## begin SOURCE DOCUMENT

We provide a colab notebook for running inference with CMT. You can upload a video and generate a background music using this notebook.

# 1. Preparation

Clone the repo

In [None]:
import os
from google.colab import files
import json

os.chdir('/content')
!git clone https://github.com/Redsu1951/video-bgm-generation
os.chdir('/content/video-bgm-generation')

In [None]:
# Environment Setup - These should be run first
import os
os.environ['XDG_RUNTIME_DIR'] = "/tmp/runtime"
os.environ["ALSA_CARD"] = "hw:0"
os.environ["SDL_AUDIODRIVER"] = "dummy"

# Install System Dependencies
!apt-get update && apt-get install -y libfluidsynth1 build-essential libasound2-dev libjack-dev fluidsynth libsndfile1 ffmpeg

# Install Python Dependencies
!pip install --upgrade pip
!pip install pytorch-fast-transformers==0.4.0
!pip install -r py3_requirements.txt
!pip install skvideo moviepy==1.0.3 muspy numpy==1.23.5

# Install Additional Packages if needed
!pip install ffmpeg

# Download Required Files from Google Cloud Storage
!gsutil -m cp gs://cmt/loss_8_params.pt /content/video-bgm-generation/exp/
!gsutil -m cp gs://magentadata/soundfonts/SGM-v2.01-Sal-Guit-Bass-V1.3.sf2 /content/video-bgm-generation/

# Navigate to the appropriate directory and install additional modules
os.chdir("/content/video-bgm-generation/src/video2npz/visbeat3/")

## end SOURCE DOCUMENT
## begin RECORD EXTRACTS

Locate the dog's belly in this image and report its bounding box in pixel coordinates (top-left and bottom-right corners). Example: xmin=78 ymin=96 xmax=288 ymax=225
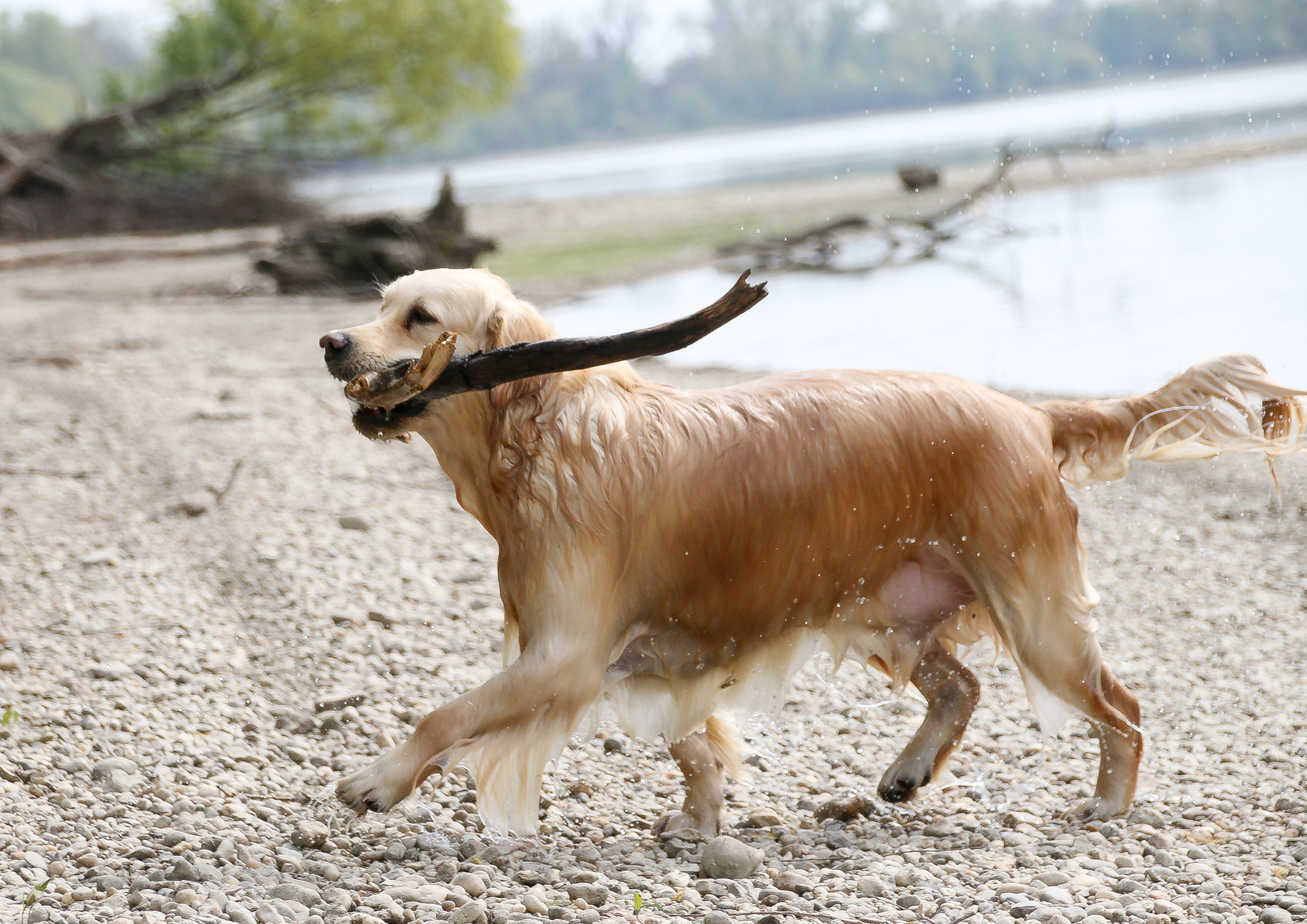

## end RECORD EXTRACTS
## begin RECORD EXTRACTS

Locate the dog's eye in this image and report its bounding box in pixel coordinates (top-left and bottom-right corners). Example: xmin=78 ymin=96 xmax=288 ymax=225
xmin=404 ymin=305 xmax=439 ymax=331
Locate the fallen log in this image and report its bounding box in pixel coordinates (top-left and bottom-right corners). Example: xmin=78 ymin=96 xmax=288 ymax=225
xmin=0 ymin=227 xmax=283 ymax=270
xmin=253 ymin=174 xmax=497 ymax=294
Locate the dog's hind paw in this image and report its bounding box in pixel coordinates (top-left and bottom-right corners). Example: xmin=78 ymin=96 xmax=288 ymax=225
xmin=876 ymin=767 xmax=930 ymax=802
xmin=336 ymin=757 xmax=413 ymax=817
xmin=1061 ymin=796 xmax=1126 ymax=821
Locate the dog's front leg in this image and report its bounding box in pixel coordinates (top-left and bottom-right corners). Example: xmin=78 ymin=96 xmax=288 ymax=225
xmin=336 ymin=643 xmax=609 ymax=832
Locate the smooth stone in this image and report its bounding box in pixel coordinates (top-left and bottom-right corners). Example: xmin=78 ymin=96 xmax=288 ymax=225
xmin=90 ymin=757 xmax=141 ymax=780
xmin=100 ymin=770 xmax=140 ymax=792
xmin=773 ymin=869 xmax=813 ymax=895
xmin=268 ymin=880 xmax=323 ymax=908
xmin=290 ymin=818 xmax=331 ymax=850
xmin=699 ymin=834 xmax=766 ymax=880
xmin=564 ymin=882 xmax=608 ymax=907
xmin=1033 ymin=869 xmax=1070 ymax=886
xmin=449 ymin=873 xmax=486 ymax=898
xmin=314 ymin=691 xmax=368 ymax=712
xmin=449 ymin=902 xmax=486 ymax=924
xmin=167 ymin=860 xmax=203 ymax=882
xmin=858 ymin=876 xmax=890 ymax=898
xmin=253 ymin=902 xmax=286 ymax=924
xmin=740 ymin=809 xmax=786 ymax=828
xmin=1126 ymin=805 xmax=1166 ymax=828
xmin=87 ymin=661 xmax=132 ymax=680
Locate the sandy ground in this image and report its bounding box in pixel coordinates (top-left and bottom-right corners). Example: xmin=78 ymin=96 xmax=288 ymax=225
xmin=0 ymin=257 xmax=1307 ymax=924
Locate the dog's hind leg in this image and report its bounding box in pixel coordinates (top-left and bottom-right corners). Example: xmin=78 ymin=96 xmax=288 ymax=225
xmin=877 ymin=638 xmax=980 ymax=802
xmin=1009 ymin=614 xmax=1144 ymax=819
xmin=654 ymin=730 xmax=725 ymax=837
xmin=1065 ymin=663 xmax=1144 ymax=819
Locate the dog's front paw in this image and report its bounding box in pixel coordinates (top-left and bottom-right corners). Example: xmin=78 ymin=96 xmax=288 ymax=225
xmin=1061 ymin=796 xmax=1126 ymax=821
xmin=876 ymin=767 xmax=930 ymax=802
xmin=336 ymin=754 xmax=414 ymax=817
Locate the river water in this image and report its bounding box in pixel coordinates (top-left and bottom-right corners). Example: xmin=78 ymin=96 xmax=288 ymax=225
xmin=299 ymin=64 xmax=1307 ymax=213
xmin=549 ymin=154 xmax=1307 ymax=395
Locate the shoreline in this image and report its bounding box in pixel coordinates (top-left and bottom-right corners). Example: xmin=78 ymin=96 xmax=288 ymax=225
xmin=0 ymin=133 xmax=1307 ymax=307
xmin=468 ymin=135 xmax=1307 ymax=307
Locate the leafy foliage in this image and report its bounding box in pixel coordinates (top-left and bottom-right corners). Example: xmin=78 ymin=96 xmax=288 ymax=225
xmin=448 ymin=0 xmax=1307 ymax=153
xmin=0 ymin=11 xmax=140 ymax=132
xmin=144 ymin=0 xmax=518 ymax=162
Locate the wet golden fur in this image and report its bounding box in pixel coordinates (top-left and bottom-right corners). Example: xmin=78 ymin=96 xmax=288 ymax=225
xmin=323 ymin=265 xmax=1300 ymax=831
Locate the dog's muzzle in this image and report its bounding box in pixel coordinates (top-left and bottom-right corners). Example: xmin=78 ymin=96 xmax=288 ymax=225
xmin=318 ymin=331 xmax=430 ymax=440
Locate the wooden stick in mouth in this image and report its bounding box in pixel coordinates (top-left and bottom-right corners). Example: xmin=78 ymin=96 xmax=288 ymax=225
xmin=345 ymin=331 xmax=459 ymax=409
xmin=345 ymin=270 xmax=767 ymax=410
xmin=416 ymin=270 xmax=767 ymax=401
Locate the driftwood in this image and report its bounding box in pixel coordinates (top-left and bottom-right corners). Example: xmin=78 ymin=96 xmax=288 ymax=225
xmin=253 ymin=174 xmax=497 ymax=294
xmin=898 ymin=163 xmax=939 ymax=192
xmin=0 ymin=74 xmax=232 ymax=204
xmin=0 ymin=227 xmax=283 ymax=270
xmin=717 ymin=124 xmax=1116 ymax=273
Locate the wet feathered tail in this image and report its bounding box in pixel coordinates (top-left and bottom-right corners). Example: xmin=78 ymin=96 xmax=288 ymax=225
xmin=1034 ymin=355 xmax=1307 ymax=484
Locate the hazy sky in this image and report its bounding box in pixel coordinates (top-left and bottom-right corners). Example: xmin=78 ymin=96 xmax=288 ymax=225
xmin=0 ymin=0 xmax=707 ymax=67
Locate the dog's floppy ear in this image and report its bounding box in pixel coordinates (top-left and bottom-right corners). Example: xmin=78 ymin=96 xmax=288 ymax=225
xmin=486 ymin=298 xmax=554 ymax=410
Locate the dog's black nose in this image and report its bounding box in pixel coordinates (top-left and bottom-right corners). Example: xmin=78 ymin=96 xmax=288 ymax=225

## end RECORD EXTRACTS

WRITTEN TASKS:
A – Reproduce the part of the notebook excerpt above starting at "We provide a" and ending at "os.chdir('/content')".
B – Condense the notebook excerpt's paragraph beginning "We provide a colab notebook" into a short bulleted list that keeps its main facts.
C – In the notebook excerpt, which version of pytorch-fast-transformers gets installed?

THE REPLIES:
A –
We provide a colab notebook for running inference with CMT. You can upload a video and generate a background music using this notebook.

# 1. Preparation

Clone the repo

In [None]:
import os
from google.colab import files
import json

os.chdir('/content')

B –
- A Colab notebook runs inference with CMT.
- With it, you can upload a video and generate background music.

C – Version 0.4.0.